** Opening Input data block **

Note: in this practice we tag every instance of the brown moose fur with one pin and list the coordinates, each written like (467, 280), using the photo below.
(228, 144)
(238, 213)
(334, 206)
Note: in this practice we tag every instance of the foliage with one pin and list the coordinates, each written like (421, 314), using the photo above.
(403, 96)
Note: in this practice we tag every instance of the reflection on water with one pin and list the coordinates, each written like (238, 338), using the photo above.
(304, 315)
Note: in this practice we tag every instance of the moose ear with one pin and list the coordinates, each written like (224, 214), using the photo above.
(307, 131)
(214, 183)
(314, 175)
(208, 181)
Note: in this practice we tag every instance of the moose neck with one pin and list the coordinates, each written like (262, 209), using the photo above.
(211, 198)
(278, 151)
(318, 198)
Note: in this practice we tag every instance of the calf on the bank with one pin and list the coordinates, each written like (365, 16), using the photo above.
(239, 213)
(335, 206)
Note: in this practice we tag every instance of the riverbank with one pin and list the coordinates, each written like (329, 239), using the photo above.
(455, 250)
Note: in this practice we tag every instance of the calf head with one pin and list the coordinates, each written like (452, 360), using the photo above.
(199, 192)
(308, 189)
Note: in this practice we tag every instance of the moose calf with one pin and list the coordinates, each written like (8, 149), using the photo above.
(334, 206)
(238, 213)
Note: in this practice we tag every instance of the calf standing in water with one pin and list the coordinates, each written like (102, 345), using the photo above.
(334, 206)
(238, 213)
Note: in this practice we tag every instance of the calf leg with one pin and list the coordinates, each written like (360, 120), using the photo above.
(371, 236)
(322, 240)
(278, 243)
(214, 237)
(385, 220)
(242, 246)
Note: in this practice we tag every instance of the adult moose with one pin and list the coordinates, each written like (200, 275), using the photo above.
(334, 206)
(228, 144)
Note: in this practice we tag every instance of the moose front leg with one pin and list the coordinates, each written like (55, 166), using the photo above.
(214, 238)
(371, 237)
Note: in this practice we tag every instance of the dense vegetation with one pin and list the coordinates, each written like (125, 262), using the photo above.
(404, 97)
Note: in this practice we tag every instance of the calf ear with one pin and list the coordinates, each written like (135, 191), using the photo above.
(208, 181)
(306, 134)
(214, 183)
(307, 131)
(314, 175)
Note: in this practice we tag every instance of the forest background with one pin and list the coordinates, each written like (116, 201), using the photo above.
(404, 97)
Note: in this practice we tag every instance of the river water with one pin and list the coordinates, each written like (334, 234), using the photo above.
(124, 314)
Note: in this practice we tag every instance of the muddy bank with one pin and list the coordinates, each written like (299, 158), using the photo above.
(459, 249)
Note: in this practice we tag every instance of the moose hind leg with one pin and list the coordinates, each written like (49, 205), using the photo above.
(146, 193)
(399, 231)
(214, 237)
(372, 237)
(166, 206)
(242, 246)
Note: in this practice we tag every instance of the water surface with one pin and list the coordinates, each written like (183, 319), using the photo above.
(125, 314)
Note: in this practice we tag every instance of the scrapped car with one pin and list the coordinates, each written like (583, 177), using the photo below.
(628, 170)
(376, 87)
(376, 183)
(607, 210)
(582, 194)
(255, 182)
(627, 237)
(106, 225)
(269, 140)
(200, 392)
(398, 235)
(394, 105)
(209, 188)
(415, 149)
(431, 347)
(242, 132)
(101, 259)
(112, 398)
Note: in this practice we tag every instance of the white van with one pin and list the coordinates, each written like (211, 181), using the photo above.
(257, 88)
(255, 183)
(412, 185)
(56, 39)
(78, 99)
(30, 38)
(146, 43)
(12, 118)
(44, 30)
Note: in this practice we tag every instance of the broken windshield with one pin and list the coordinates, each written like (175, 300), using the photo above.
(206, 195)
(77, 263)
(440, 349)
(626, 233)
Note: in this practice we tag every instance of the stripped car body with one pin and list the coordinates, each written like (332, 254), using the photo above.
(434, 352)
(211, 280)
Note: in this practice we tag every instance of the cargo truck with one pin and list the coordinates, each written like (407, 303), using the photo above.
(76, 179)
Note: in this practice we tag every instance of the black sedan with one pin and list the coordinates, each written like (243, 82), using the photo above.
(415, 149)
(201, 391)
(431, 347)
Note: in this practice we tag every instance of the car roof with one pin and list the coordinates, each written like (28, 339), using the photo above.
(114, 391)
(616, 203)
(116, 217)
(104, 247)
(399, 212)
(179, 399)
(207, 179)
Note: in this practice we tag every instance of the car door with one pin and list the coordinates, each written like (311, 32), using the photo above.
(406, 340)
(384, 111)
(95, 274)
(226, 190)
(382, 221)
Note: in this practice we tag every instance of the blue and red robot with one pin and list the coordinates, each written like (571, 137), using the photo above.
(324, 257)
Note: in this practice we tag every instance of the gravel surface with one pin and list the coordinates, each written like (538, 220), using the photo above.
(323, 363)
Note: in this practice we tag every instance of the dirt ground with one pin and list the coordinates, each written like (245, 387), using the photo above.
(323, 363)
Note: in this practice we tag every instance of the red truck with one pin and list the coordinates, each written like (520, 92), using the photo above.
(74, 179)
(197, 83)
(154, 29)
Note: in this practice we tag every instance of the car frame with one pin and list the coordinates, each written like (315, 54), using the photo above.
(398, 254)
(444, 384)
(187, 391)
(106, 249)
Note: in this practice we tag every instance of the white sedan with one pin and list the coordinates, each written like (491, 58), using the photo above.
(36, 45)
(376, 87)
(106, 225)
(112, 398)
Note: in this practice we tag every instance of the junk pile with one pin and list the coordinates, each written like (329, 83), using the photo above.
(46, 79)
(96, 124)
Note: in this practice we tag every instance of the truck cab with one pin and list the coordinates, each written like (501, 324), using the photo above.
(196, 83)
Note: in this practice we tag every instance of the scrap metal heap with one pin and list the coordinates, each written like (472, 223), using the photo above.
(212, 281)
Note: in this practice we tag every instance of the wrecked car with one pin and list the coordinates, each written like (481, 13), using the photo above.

** Closing Input data block **

What you are asked to do: Would you copy the data exactly as shown above?

Reply to the exercise:
Note: in this practice we tag every instance of the brown moose fur with one pin and list the coordinates, each written like (467, 280), using the photo below.
(228, 144)
(238, 213)
(334, 206)
Note: in this practice we tag every instance of the foliage with one pin and list the coordinates, each written like (421, 314), using the photo above.
(403, 96)
Note: in this practice we tag every instance of the reflection on water with one pin and list the coordinates, each written like (238, 338), using the photo above.
(304, 315)
Note: in this practice we tag every instance of the moose ear with one pin and list the coordinates, each written like (224, 214), using the photo above.
(307, 131)
(214, 183)
(314, 175)
(208, 181)
Note: in this practice we tag every instance of the moose neck with one pin and list the coordinates, each written like (262, 209), using the photo above.
(211, 198)
(278, 151)
(318, 198)
Note: in this practice we tag every instance of the calf on the bank with one pin and list the coordinates, each written like (365, 16), using the photo above.
(239, 213)
(335, 206)
Note: in this practice we tag every instance of the riverbank with one pin and list the coordinates, each written like (329, 239), using the photo above.
(455, 250)
Note: in this practice we tag every instance of the calf head with one pin and list the coordinates, each written like (452, 360), using the photo above.
(199, 192)
(308, 189)
Note: in this practice we tag every instance of the moose calf with one pin and list the coordinates, each written like (8, 149), using the photo above.
(334, 206)
(238, 213)
Note: in this practice we tag every instance of the calf standing in water with one pin and list the coordinates, each written like (102, 345), using the photo above.
(334, 206)
(238, 213)
Note: in this practice we tag every instance of the calf leg with one pin and list the coordinates, each written like (360, 120), using the photo above.
(371, 236)
(322, 240)
(278, 243)
(214, 237)
(385, 220)
(242, 246)
Note: in this practice we tag every instance of the adult moose with one pin and list the coordinates, each written like (200, 275), using the photo above.
(334, 206)
(228, 144)
Note: in this practice we tag every instance of the moose front leg with one pin and list the coordinates, each written like (55, 166), using the photo above.
(214, 238)
(371, 237)
Note: in this practice we tag every instance of the dense vegetation with one pin and list the coordinates, each written like (125, 262), using the photo above.
(404, 97)
Note: in this practice we tag every instance of the calf ear with one pin and list the coordinates, each written like (135, 191), using the photo above.
(208, 181)
(306, 134)
(214, 183)
(307, 131)
(314, 175)
Note: in this practice we tag every instance of the forest background with one pin and list the coordinates, each written like (116, 201), using the photo above.
(404, 97)
Note: in this practice we tag every instance of the river water with one pin and list the coordinates, each written like (334, 234), using the photo above.
(124, 314)
Note: in this practice we tag every instance of the muddy bank with one pin and list the coordinates, each written like (299, 158), using the photo above.
(459, 249)
Note: in this practice we tag every instance of the moose hind leg with one pin and list the coordinates, each written like (49, 205), using the photo above.
(146, 193)
(399, 231)
(214, 237)
(372, 237)
(166, 206)
(242, 246)
Note: in this practice we tag every instance of the water surface with one pin and list the coordinates, each written like (183, 319), using the photo above.
(125, 314)
Note: in this practice we tag every instance of the scrapped car with one pin and list the coordinates, each written like (583, 177), using the photo below.
(628, 170)
(376, 87)
(376, 183)
(607, 210)
(582, 194)
(255, 182)
(627, 237)
(106, 225)
(269, 140)
(200, 392)
(398, 235)
(394, 105)
(209, 188)
(415, 149)
(431, 347)
(242, 132)
(101, 259)
(112, 398)
Note: in this practice we tag every instance of the white van with one pin and list the coordinates, each written like (211, 181), using the photo above.
(257, 88)
(255, 183)
(412, 185)
(56, 39)
(78, 99)
(30, 38)
(146, 43)
(12, 118)
(44, 30)
Note: in this practice we tag every instance of the broken windshield with one pin and list the coordinates, each written like (175, 300), using the photo above.
(206, 195)
(77, 263)
(440, 349)
(626, 233)
Note: in this practice we tag every instance of the stripped car body with one pin and list the coordinates, each written like (332, 254), using the photo above.
(434, 352)
(211, 280)
Note: in this practice we tag every instance of the cargo truck with one pin and list the coordinates, each written like (407, 303), using the photo above.
(76, 179)
Note: in this practice we tag every instance of the black sedan with one pin and list the coordinates, each written like (243, 82), using the photo above.
(415, 149)
(201, 391)
(431, 347)
Note: in this practice we tag every instance of the car roof with one pin and list the coordinates, each written like (28, 339), using the photo above.
(114, 391)
(616, 203)
(116, 217)
(104, 247)
(399, 212)
(179, 399)
(207, 179)
Note: in this practice we tag every instance of the car door with one pin and list the coordinates, each written like (311, 32), using the photo above.
(406, 340)
(384, 111)
(95, 274)
(226, 190)
(382, 221)
Note: in this practice we tag every instance of the blue and red robot with one pin and list the coordinates, each written like (571, 137), using the photo above.
(324, 257)
Note: in this practice we tag every instance of the gravel surface with one pin and list the coordinates, each written like (538, 220), using the photo above.
(323, 363)
Note: in this practice we tag every instance of the dirt ground with one pin and list the coordinates, each written like (245, 387), using the photo above.
(323, 363)
Note: in this practice we tag every instance of the red truck with one pin and list the coordinates, each written like (520, 92), using the photo above.
(74, 179)
(197, 83)
(154, 29)
Note: in this practice we tag every instance of the car frame with one pin and list the coordinates, each written like (315, 54), using the photo above.
(398, 254)
(444, 384)
(187, 391)
(106, 249)
Note: in this practice we tag every instance of the white sedan with one pin and list the coordinates, each written like (491, 58), using the photo above.
(36, 45)
(376, 87)
(106, 225)
(112, 398)
Note: in this practice we tag every instance of the junk pile with one pin and list the coordinates, each written like (329, 83), using the photo above.
(46, 79)
(96, 124)
Note: in this practice we tag every instance of the truck cab with one pin and list the coordinates, each written like (501, 324), using the photo above.
(196, 83)
Note: in this practice we tag every instance of the scrap metal heap with one pin and list the coordinates, each written like (472, 223), using the photo above.
(212, 281)
Note: in this practice we tag every instance of the wrecked car with one pin and list the coordinates, each written like (481, 13), using the photo above.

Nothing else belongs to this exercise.